Sergueï Lavrov: C'est une position au profit de la paix, de la prospérité et de la sécurité pour le peuple afghan dans cette région, des décisions qui doivent exclure la possibilité que le territoire de l'Afghanistan soit utilisé par des terroristes, des trafiquants de drogues et d'autres représentants du crime organisé. Nos approches dans le cadre de l'OTSC seront formulées pendant la réunion au sommet mi-septembre à Douchanbé. Ce thème sera également évoqué pendant le sommet de l'Organisation de coopération de Shanghai (OCS), qui se déroulera aussi dans la capitale tadjike après le sommet de l'OTSC.
Question: Le Ministre ukrainien des Affaires étrangères Dmitri Kouleba est inscrit sur la liste russe de sanctions, il n'y a pas de trêve dans l'Est de l'Ukraine, il n'y a pas de négociations productives que ce soit au format Normandie ou au sein du Groupe de contact trilatéral. S’attend-on encore à un éventuel progrès ou est-ce une impasse jusqu'à un nouveau changement du pouvoir ukrainien?
Pourriez-vous commenter la position déclarée de l'Azerbaïdjan selon laquelle le traité de paix entre l'Arménie et l'Azerbaïdjan devrait inclure la reconnaissance par Erevan de l'intégrité territoriale de l'Azerbaïdjan?
Sergueï Lavrov: En ce qui concerne la deuxième question, elle ne s'adresse pas à moi. Cette question concerne les relations entre l'Arménie et l'Azerbaïdjan. Je me permettrai de ne pas la commenter. Nous saluerons toute démarche qui contribuera au règlement des différends et à trouver une entente entre l'Arménie et l'Azerbaïdjan.
En ce qui concerne la crise ukrainienne, chaque régime est de plus en plus "dans l'impasse". Je ne sais même pas à quoi il faut s'attendre. En parlant des sanctions, l'un des plus grands problèmes du gouvernement ukrainien actuel est qu'il impose continuellement et obstinément des sanctions contre ses propres citoyens. Vous le savez, le Conseil national de sécurité et de défense de l'Ukraine établit de telles listes, décrète des sanctions contre ses propres citoyens. Aucun de nos collègues occidentaux ne remarque cette scandaleuse violation des droits de l'homme élémentaires.
En ce qui concerne les perspectives du processus de Minsk, bien que chaque gouvernement ukrainien tente de mener le processus de paix encore plus loin dans une impasse, nous insistons pour que ces manœuvres cessent. Cela doit être exigé de la part de Kiev par ses protecteurs occidentaux, Berlin et Paris en tant que coauteurs des Accords de Minsk qui ont mis en jeu leur autorité. Beaucoup de choses dépendent des Etats-Unis, le seul pays que Vladimir Zelenski semble écouter - et encore.
Pendant la visite de la Chancelière allemande Angela Merkel à Moscou, quand le Président russe Vladimir Poutine s’est entretenu par téléphone avec le Président français Emmanuel Macron, nous avons évoqué toutes ces questions en les posant sérieusement et en attirant l'attention des coauteurs des Accords de Minsk sur le fait que Kiev adopte systématiquement des lois qui interdisent directement d'accomplir les termes clés des Accords de Minsk. Cela concerne également le statut particulier des territoires où ont été proclamées les Républiques populaires de Donetsk et de Lougansk, la langue russe, l'organisation des élections locales selon un calendrier convenu avec Donetsk et Lougansk (ce qui est directement interdit par les dernières initiatives législatives de Kiev) et bien d'autres comme l'amnistie.
C'est pourquoi nous avons soulevé avec Berlin et Paris la nécessité de se décider pour savoir s'ils continueront de tolérer un tel "manquement" à ses engagements de Vladimir Zelenski et de son équipe, ou useront sur eux de leur influence et de leur pouvoir.

#### TÂCHE ASSIGNÉE 1:
D'après le texte, dans quelle ville se tiendra le sommet de l'Organisation de coopération de Shanghai ?
#### TÂCHE ASSIGNÉE 2:
Extrayez du texte, sans aucune modification, le passage qui s'ouvre sur les mots contenant "Sergueï Lavrov: En" et se termine par "entente entre l'Arménie et l'Azerbaïdjan.".

#### DONNÉES EXTRAITES:
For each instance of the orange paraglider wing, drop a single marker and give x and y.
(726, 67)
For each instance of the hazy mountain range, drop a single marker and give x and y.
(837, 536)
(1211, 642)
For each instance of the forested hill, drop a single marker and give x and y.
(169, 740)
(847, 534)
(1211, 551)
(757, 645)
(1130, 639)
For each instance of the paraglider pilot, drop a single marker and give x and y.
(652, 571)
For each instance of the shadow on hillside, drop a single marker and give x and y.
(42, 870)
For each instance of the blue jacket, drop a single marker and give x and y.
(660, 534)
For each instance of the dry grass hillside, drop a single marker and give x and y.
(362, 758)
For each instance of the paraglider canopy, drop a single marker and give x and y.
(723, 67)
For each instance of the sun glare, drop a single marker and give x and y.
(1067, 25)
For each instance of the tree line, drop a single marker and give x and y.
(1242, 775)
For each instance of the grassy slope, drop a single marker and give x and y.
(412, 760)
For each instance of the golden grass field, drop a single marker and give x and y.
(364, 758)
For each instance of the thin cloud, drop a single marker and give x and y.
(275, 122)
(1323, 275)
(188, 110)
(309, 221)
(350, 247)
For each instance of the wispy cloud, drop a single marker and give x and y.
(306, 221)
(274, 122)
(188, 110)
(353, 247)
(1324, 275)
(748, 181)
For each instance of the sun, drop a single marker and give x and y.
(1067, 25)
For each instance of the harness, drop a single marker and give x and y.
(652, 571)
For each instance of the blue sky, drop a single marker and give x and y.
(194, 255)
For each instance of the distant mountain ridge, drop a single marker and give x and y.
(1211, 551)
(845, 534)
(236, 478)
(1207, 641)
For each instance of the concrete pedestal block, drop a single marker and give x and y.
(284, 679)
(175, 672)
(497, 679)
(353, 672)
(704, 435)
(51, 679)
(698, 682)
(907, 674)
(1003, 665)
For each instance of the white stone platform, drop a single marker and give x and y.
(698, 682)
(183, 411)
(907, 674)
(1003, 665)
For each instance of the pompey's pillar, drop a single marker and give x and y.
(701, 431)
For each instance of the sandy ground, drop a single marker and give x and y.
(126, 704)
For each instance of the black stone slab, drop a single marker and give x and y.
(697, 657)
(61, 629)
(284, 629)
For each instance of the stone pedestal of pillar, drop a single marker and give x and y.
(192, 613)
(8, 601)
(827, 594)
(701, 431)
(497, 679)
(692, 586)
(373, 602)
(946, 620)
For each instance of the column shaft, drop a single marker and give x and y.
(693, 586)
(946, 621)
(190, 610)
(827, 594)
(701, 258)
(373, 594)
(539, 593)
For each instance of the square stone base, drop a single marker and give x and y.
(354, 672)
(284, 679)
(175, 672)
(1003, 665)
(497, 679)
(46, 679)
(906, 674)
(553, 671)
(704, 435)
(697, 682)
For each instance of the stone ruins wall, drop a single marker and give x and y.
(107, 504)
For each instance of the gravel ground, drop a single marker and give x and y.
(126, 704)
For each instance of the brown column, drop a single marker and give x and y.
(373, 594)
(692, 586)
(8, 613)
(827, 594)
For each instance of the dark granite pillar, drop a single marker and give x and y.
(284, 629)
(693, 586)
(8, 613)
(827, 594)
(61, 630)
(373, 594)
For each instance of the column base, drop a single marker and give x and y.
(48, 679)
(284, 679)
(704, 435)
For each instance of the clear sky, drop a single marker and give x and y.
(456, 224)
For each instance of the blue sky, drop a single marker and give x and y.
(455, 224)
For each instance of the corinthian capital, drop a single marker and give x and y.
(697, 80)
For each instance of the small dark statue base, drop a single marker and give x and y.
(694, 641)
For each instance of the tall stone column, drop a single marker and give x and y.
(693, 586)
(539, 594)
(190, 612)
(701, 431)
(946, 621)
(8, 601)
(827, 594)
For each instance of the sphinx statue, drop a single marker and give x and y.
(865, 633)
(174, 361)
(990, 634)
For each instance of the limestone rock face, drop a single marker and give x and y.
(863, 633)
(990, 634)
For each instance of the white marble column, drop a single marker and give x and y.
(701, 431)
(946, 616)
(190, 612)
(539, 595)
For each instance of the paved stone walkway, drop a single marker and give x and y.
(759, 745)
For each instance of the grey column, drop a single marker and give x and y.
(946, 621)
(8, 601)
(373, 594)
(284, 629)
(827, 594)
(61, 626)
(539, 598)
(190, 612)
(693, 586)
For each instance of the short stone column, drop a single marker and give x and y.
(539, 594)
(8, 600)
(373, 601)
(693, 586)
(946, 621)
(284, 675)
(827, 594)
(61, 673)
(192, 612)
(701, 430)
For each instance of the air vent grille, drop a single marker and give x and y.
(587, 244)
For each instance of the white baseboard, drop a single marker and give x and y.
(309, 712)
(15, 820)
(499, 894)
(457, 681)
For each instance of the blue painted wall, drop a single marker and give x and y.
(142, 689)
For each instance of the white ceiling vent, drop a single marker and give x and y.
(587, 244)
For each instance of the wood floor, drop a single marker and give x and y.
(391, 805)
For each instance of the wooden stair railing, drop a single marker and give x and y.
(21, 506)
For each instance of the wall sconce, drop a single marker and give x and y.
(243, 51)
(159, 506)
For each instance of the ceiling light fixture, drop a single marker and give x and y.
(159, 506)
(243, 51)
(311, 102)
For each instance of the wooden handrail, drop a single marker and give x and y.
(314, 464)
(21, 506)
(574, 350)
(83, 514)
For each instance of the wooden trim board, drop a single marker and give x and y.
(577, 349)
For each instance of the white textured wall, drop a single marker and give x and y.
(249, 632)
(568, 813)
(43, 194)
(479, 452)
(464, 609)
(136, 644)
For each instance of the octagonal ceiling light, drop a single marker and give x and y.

#### RÉPONSE 1:
Il se tiendra à Douchanbé, la capitale tadjike, après le sommet de l'OTSC.

#### RÉPONSE 2:
Sergueï Lavrov: En ce qui concerne la deuxième question, elle ne s'adresse pas à moi. Cette question concerne les relations entre l'Arménie et l'Azerbaïdjan. Je me permettrai de ne pas la commenter. Nous saluerons toute démarche qui contribuera au règlement des différends et à trouver une entente entre l'Arménie et l'Azerbaïdjan.